- **Aufgabe a**: Bitte übertrage die Datenzeilen weiter unten unverändert, vom ersten Eintrag der Datenzeilen bis einschließlich der Zeile mit "[195,47,371,416]".

Eine der reichsten Gemeinden Brandenburgs wählt am 1. September einen neuen Bürgermeister – und zugleich ein neues Gesicht für die Eröffnung des BER-Flughafens: Der langjährige Bürgermeister Udo Haase wird die nicht mehr im Amt miterleben. Von Johanna Siegemund

Man müsse sich von der Macht trennen können, sagt Udo Haase, während er in seinem Büro im Rathaus der Gemeinde Schönefeld sitzt. Etwas mehr als 100 Tage bleiben ihm noch, dann wird er laut eigenen Aussagen mit ein paar Bildern, einem Flieger, einer Figur und "der ein oder anderen Unterlage" aus seinem Büro ausziehen und das Amt des Bürgermeisters niederlegen.

Udo Haase (Quelle: Johanna Siegemund)
Udo Haase | Bild: Johanna Siegemund

Seit 1990 regiert er in und um Schönefeld. 16 Jahre lang war er der erste Bürgermeister der heutigen Gemeinde, eine der reichsten Brandenburgs mit rasantem Wachstum. Um die 16.000 Menschen leben mittlerweile hier – drei Mal so viele wie noch zu Zeiten der Wende. Doch Haases Zeit wird vor allem mit einem Projekt verbunden, dessen Fertigstellung er nicht mehr im Amt erleben wird: dem Flughafen BER.

Dabei hätte das längst passiert sein sollen - vor 2.632 Tagen um genau zu sein. Vor kurzem bestätigte Flughafenchef Engelbert Lütke Daldrup immerhin, dass der Eröffnung im Oktober 2020 nichts im Wege stehen würde. Der parteilose Bürgermeister Udo Haase sagt: "Ich glaube wieder daran, aber ich würde nicht mehr wetten." Viele Wetten habe er abgeschlossen, dass in seiner zweiten Amtszeit der Flughafen eröffnen würde. Aber das geschah nicht. Deshalb noch einmal acht Jahre zu regieren, kam für Haase nicht in Frage. Aber wer folgt nun?

- **Aufgabe b**: Wie viele Menschen leben laut dem Textauszug mittlerweile ungefähr in der Gemeinde Schönefeld?

- **Datenzeilen**:
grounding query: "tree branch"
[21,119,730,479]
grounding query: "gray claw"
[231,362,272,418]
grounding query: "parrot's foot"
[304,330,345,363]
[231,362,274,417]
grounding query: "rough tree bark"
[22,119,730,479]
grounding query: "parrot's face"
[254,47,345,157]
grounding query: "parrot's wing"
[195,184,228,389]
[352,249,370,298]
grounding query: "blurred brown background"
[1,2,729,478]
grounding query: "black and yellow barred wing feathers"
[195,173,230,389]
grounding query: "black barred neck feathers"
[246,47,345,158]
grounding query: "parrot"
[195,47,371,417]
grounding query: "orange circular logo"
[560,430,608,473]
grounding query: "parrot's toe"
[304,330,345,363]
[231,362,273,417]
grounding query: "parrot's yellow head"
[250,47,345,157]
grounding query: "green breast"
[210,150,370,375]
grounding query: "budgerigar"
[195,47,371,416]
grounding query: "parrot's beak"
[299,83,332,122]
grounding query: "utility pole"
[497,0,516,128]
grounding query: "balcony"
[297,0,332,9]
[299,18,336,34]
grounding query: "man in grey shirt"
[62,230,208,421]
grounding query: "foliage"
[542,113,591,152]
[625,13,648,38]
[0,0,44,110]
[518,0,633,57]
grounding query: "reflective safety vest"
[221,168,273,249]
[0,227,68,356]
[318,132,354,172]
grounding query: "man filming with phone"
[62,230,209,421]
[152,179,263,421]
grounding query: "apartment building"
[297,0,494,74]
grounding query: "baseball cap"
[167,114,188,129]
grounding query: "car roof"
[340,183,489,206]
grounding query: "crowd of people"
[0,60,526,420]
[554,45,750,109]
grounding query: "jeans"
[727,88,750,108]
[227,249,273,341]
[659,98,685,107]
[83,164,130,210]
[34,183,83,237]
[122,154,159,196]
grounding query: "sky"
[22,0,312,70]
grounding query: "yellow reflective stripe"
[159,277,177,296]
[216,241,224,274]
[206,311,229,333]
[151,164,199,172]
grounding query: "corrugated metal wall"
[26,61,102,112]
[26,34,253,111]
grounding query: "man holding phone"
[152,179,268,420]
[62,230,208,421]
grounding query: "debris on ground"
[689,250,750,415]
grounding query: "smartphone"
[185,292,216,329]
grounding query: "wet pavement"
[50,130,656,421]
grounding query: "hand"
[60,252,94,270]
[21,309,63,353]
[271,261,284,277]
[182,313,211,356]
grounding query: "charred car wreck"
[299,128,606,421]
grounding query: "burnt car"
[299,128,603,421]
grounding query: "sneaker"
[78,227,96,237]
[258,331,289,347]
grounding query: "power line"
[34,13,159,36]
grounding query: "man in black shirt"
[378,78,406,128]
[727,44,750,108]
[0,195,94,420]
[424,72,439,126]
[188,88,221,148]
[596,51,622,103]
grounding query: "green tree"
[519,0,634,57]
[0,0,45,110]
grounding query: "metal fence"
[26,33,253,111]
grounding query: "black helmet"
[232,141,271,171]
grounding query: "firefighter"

- **Antwort a**:
grounding query: "tree branch"
[21,119,730,479]
grounding query: "gray claw"
[231,362,272,418]
grounding query: "parrot's foot"
[304,330,345,363]
[231,362,274,417]
grounding query: "rough tree bark"
[22,119,730,479]
grounding query: "parrot's face"
[254,47,345,157]
grounding query: "parrot's wing"
[195,184,228,389]
[352,249,370,298]
grounding query: "blurred brown background"
[1,2,729,478]
grounding query: "black and yellow barred wing feathers"
[195,173,230,389]
grounding query: "black barred neck feathers"
[246,47,345,158]
grounding query: "parrot"
[195,47,371,417]
grounding query: "orange circular logo"
[560,430,608,473]
grounding query: "parrot's toe"
[304,330,345,363]
[231,362,273,417]
grounding query: "parrot's yellow head"
[250,47,345,157]
grounding query: "green breast"
[210,150,370,375]
grounding query: "budgerigar"
[195,47,371,416]

- **Antwort b**: Um die 16.000 Menschen.